==== Dataset

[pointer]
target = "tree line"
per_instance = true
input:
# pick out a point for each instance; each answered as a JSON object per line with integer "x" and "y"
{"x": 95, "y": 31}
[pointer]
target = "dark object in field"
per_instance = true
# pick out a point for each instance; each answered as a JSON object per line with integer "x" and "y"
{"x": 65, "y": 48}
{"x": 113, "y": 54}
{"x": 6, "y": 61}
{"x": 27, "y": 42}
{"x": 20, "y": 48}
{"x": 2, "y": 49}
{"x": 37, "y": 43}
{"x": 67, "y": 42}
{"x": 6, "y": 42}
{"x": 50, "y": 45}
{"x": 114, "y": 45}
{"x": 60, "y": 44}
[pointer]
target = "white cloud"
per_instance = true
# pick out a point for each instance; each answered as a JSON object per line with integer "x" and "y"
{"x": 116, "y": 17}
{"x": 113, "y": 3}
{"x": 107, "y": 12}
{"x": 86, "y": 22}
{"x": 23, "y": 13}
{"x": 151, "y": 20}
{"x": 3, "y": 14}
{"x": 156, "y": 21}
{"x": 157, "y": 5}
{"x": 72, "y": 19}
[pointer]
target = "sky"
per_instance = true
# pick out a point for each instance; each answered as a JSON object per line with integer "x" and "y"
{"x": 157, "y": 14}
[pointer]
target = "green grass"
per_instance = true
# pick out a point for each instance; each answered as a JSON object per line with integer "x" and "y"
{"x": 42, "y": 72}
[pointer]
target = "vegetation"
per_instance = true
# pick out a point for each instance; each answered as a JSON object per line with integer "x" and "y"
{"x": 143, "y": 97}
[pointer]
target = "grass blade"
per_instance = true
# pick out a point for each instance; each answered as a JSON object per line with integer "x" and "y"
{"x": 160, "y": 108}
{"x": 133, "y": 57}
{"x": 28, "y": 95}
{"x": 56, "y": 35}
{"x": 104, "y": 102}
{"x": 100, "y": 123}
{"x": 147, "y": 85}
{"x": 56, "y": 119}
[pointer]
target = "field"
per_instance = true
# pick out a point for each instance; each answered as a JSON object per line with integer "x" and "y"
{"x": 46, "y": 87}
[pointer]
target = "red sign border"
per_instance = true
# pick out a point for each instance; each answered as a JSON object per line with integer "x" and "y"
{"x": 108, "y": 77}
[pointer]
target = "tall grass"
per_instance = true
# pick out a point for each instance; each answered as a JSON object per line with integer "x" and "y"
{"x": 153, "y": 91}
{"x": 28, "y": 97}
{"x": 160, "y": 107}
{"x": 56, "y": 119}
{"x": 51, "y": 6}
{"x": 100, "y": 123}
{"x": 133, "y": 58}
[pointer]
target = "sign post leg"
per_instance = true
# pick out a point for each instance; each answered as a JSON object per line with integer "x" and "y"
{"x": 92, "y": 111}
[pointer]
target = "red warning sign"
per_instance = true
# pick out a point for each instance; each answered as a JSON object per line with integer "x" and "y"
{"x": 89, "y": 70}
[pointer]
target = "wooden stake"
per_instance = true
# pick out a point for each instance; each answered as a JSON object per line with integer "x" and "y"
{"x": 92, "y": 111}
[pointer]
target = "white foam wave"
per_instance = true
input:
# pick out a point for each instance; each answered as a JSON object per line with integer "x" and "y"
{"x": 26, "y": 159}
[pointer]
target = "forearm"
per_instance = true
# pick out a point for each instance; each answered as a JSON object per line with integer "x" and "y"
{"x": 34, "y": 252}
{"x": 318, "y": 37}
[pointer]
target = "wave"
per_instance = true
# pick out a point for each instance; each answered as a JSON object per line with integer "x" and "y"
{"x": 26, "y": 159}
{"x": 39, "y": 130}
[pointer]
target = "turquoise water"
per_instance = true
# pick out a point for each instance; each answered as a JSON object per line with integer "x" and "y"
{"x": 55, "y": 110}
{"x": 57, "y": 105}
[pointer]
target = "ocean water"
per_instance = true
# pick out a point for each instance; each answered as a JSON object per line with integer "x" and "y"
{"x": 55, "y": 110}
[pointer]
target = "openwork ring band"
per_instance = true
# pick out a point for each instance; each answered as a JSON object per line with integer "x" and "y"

========

Your instructions ▸ Transcribe every entry word for word.

Exercise answer ▸
[pointer]
target = "tree line"
per_instance = true
input:
# pick out a point for each instance; each answered as a JSON object per line with integer "x" and "y"
{"x": 95, "y": 31}
[pointer]
target = "dark object in field"
per_instance = true
# pick out a point for each instance; each answered as a JSON object per line with integer "x" and "y"
{"x": 65, "y": 48}
{"x": 113, "y": 54}
{"x": 6, "y": 61}
{"x": 27, "y": 42}
{"x": 20, "y": 48}
{"x": 2, "y": 49}
{"x": 37, "y": 43}
{"x": 67, "y": 42}
{"x": 6, "y": 42}
{"x": 50, "y": 45}
{"x": 114, "y": 45}
{"x": 60, "y": 44}
[pointer]
target = "white cloud"
per_instance = true
# pick out a point for each instance; each answered as a JSON object per line with integer "x" and "y"
{"x": 116, "y": 17}
{"x": 113, "y": 3}
{"x": 107, "y": 12}
{"x": 86, "y": 22}
{"x": 23, "y": 13}
{"x": 151, "y": 20}
{"x": 3, "y": 14}
{"x": 156, "y": 21}
{"x": 157, "y": 5}
{"x": 72, "y": 19}
[pointer]
target = "sky"
per_instance = true
# pick out a point for each instance; each answered as a JSON object per line with integer "x" and "y"
{"x": 157, "y": 14}
[pointer]
target = "green grass"
per_instance = true
# pick out a point for each instance; each answered as a JSON object per line with integer "x" and "y"
{"x": 42, "y": 72}
[pointer]
target = "vegetation"
per_instance = true
# pick out a point for each instance; each answered as a JSON object per line with integer "x" and "y"
{"x": 143, "y": 97}
[pointer]
target = "grass blade"
per_instance = true
# pick out a point for each instance; each answered as a JSON object per line with integer "x" and "y"
{"x": 160, "y": 108}
{"x": 133, "y": 57}
{"x": 28, "y": 95}
{"x": 56, "y": 35}
{"x": 104, "y": 102}
{"x": 100, "y": 123}
{"x": 147, "y": 85}
{"x": 56, "y": 119}
[pointer]
target = "field"
per_instance = true
# pick out a point for each instance; each answered as a JSON object per line with integer "x" and "y"
{"x": 46, "y": 87}
[pointer]
target = "red sign border"
per_instance = true
# pick out a point for each instance; each answered as a JSON object per line with integer "x" and "y"
{"x": 108, "y": 77}
[pointer]
target = "tall grass"
per_instance = true
# pick out a point for each instance; each answered as a JSON object per line with integer "x" and "y"
{"x": 153, "y": 91}
{"x": 28, "y": 97}
{"x": 160, "y": 107}
{"x": 56, "y": 119}
{"x": 51, "y": 6}
{"x": 100, "y": 123}
{"x": 133, "y": 58}
[pointer]
target = "sign post leg"
per_instance = true
# pick out a point for each instance; each answered as a JSON object per line with integer "x" and "y"
{"x": 92, "y": 111}
[pointer]
target = "red warning sign"
per_instance = true
# pick out a point for each instance; each answered as a JSON object per line with integer "x" and "y"
{"x": 89, "y": 70}
[pointer]
target = "wooden stake"
per_instance = true
# pick out a point for each instance; each answered as a JSON object per line with integer "x" and "y"
{"x": 92, "y": 111}
[pointer]
target = "white foam wave"
per_instance = true
input:
# pick out a point for each instance; each answered as a JSON object per line with integer "x" and "y"
{"x": 26, "y": 159}
[pointer]
target = "forearm"
per_instance = true
# pick out a point for each instance; each answered as a JSON object per line with integer "x" and "y"
{"x": 34, "y": 252}
{"x": 318, "y": 37}
[pointer]
target = "wave"
per_instance = true
# pick out a point for each instance; each answered as a JSON object per line with integer "x" and "y"
{"x": 26, "y": 159}
{"x": 39, "y": 130}
[pointer]
target = "turquoise water"
per_instance = true
# pick out a point for each instance; each answered as a JSON object per line with integer "x" and "y"
{"x": 55, "y": 110}
{"x": 57, "y": 105}
[pointer]
target = "ocean water"
per_instance = true
# pick out a point for each instance; each answered as a JSON object per line with integer "x" and "y"
{"x": 55, "y": 110}
[pointer]
target = "openwork ring band"
per_instance = true
# pick out a point for each instance; each answered as a JSON object per line with integer "x" and "y"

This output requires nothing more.